Work required
Scale the listing from the line with "interior in the photo above." to the line with "(1157, 723)", both included, and write out all of those lines again, requests as well. Multiply every coordinate in the answer points by 0.8 and round to whole numbers, with halves rounding up.

****************************************

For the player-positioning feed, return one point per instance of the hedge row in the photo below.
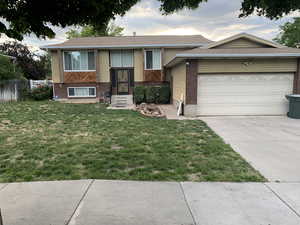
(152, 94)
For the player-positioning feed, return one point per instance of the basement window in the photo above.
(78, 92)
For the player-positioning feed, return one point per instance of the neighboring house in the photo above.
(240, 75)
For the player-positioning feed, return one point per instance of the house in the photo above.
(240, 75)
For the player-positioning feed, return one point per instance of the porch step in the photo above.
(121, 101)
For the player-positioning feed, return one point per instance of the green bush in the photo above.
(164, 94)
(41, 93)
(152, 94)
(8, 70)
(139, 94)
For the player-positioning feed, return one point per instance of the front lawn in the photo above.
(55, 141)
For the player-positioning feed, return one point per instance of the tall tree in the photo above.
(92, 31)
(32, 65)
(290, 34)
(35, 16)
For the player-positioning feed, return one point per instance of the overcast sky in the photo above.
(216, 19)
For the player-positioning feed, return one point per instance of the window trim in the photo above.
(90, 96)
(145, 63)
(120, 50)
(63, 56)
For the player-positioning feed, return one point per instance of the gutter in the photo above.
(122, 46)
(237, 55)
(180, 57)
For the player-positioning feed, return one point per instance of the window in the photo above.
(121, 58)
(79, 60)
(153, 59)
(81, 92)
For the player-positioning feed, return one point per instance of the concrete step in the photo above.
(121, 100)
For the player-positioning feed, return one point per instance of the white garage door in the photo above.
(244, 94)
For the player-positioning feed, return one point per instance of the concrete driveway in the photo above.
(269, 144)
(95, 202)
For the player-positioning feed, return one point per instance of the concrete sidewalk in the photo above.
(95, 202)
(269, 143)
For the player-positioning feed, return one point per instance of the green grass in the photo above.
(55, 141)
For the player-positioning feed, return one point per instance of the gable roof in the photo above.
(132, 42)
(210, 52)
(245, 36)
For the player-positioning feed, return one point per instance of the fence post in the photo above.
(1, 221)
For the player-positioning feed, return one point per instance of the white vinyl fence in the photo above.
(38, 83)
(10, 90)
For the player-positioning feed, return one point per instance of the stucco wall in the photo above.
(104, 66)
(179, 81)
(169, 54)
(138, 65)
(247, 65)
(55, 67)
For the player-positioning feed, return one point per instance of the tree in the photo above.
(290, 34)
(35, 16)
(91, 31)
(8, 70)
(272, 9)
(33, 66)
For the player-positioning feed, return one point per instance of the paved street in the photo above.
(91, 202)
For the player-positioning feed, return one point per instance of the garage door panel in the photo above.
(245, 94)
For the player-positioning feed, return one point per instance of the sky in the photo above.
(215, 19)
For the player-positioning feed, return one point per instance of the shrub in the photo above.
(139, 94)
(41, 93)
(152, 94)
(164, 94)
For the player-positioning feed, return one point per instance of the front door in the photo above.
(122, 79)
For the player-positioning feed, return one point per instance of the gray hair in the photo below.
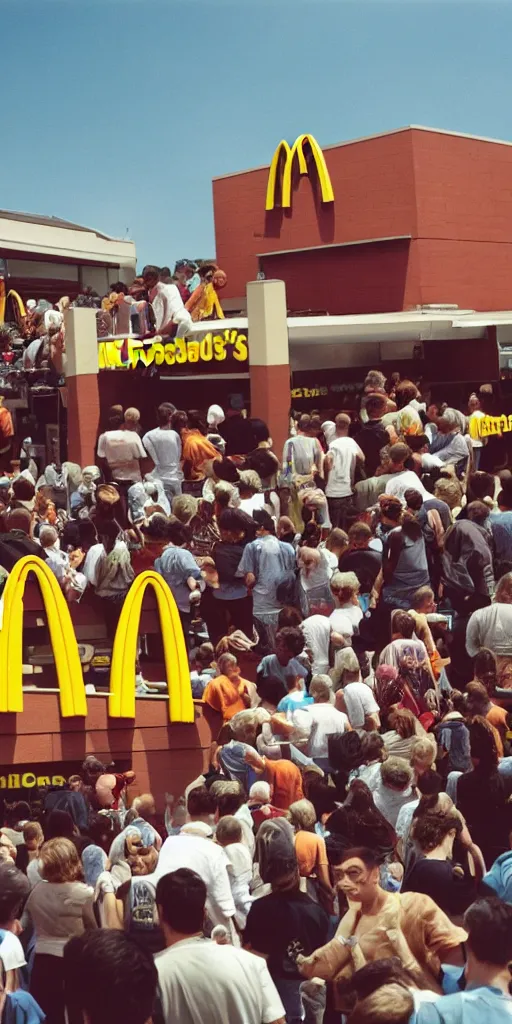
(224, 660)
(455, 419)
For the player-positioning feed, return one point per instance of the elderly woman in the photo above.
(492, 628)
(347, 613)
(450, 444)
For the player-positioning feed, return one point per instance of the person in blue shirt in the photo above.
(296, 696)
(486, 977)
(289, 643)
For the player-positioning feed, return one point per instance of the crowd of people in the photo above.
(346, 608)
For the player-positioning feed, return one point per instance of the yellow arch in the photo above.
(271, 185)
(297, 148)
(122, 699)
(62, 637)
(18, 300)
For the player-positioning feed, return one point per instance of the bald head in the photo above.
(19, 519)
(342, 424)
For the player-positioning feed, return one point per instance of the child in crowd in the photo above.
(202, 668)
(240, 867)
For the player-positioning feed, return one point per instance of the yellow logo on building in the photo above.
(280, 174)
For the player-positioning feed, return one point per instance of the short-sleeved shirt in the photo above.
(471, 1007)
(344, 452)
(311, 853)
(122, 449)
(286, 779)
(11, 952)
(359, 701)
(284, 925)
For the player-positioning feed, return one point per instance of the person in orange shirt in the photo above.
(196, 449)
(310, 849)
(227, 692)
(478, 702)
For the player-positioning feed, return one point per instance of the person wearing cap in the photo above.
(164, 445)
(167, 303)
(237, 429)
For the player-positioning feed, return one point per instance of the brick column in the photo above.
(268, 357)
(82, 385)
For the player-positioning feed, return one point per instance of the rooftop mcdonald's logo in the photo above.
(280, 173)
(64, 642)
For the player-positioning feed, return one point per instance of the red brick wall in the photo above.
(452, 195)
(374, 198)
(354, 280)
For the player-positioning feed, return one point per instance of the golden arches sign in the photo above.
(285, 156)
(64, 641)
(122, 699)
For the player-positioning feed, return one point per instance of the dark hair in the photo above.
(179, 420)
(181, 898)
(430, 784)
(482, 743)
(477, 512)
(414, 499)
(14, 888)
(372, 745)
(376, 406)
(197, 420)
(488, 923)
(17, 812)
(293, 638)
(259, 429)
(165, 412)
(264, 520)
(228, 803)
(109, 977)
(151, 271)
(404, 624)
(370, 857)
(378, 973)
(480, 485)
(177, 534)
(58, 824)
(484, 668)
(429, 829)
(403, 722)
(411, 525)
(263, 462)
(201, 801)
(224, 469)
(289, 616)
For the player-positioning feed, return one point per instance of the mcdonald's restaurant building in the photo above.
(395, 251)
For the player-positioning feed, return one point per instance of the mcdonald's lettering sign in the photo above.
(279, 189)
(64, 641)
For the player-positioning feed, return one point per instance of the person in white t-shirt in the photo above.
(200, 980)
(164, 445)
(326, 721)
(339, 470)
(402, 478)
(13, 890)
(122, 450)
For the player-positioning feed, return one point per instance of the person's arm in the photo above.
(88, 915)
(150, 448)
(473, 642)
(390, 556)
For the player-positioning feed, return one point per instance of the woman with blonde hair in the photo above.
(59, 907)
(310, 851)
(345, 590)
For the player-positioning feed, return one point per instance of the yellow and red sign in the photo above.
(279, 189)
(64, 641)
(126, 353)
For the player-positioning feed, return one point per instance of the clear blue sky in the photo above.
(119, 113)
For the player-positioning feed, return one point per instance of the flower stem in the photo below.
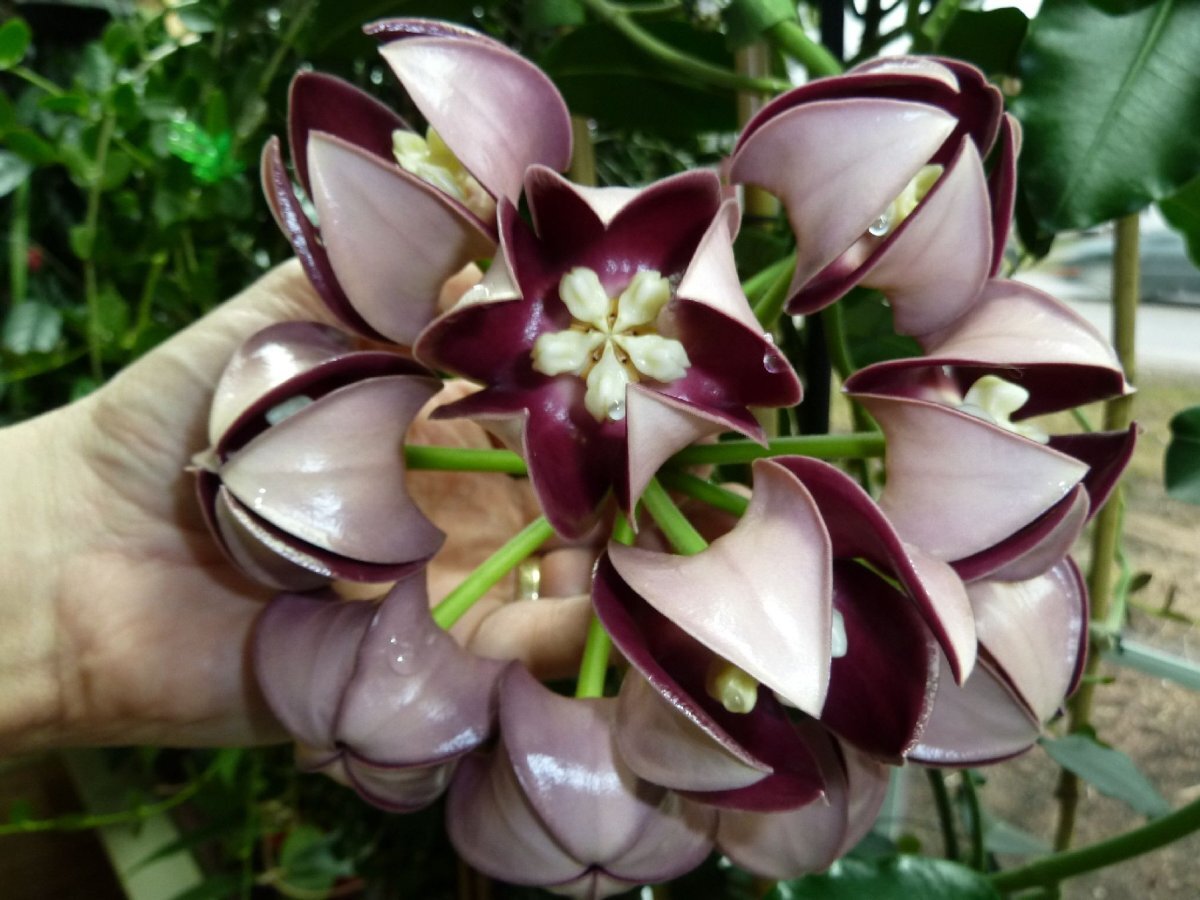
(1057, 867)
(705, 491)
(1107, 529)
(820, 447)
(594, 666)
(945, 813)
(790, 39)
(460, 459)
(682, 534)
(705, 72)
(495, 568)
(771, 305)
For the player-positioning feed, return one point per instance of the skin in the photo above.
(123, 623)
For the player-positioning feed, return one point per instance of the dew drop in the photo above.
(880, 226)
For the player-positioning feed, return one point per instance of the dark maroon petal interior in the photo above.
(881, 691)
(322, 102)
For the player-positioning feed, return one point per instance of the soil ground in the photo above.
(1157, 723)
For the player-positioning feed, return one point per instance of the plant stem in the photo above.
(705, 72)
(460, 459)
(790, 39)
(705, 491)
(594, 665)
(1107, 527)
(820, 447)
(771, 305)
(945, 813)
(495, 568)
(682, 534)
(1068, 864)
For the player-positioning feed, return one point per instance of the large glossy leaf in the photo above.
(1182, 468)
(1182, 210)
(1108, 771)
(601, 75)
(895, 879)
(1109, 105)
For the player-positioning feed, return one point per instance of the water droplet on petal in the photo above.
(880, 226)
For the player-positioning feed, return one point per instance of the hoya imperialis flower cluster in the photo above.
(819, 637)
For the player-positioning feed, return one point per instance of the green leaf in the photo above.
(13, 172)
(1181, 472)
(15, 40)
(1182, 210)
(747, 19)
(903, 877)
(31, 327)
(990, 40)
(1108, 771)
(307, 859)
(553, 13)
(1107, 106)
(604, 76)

****************************************

Solved exercise
For the player-positioning feed, return one point per instance of the dark maroon petal interior in the photo above.
(705, 553)
(258, 82)
For the player-positioning feed, return one point per instance of the soil ground in the photo above.
(926, 578)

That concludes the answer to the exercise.